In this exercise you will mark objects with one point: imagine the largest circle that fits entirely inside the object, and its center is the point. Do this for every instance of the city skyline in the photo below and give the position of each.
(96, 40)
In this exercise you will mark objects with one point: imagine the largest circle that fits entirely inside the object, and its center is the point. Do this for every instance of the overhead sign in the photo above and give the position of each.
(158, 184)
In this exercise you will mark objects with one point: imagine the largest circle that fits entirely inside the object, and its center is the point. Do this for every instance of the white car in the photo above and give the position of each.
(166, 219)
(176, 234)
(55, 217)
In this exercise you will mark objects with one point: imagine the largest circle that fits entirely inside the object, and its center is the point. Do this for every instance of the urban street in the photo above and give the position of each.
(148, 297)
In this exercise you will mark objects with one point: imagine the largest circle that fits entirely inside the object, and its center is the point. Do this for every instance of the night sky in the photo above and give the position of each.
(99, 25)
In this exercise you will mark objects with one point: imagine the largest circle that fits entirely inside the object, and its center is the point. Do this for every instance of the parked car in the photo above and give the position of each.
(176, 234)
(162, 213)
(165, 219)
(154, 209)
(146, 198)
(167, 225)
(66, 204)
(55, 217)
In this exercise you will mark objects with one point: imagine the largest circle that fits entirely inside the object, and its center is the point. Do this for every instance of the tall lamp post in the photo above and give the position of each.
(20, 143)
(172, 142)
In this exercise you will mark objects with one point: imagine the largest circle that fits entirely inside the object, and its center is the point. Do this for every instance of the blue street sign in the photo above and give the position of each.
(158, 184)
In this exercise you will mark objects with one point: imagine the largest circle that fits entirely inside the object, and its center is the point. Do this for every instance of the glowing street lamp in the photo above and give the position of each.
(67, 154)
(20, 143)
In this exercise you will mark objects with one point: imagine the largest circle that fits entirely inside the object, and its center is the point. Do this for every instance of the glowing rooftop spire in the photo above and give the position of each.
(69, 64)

Short exercise - Extract all of the data above and output it character for character.

Answer to this problem -
In this exercise you will mark objects with one point: imagine the largest circle that fits entirely inside the object, and its center is the point. Do this for every instance of the city skyline in the photo below and give the position of each.
(96, 40)
In this exercise you will mark objects with one point: imagine the largest circle that fits entirely inside the object, and its center is the point. Do this for every instance of the overhead sign in the photo above and give the position of each.
(158, 184)
In this exercise you will mark objects with one point: imagine the largest circle that fits entirely inside the object, and its center is the point. Do this for every instance of the white car in the photo above and give the position of each.
(166, 219)
(176, 234)
(55, 217)
In this exercise you will mark objects with one point: imagine the largest circle that fits entirely inside the object, and its center is the point. Do this for every instance of the urban street in the photo above and give the position of each.
(148, 297)
In this exercise you will mark objects with one point: imagine the largest circle that fits entirely inside the object, and its center is the point. Do this for every instance of the night sky in the photo above and give the position of each.
(99, 25)
In this exercise you will mark objects with one point: imagine the largest circle that fits entirely inside the object, and its center is the point. Do this for every instance of the parked car in the photo above and give the position of each.
(176, 234)
(162, 213)
(165, 219)
(154, 209)
(146, 198)
(167, 225)
(66, 204)
(55, 217)
In this exercise you will mark objects with one point: imagine the largest circle that fits entirely inside the object, and its center is the point. Do this for every instance of the tall lamp post in the photo above and give the position of each.
(20, 143)
(172, 142)
In this exercise you will mark objects with one point: imagine the largest circle that fits entirely inside the object, and its center is the point. Do this for every instance of the blue street sign in the photo above and give the position of each.
(158, 184)
In this exercise you will mark objects with one point: imagine the largest circle that fits entirely inside the object, and its center is the point. Do this for every instance of the glowing street lamp in the photo above and give the position of each.
(67, 154)
(20, 143)
In this exercise you will mark objects with one point: imagine the largest circle that fits entirely inside the object, and its center is the point. Do this for every instance of the glowing rooftop spire in the photo above and give the position of each.
(69, 64)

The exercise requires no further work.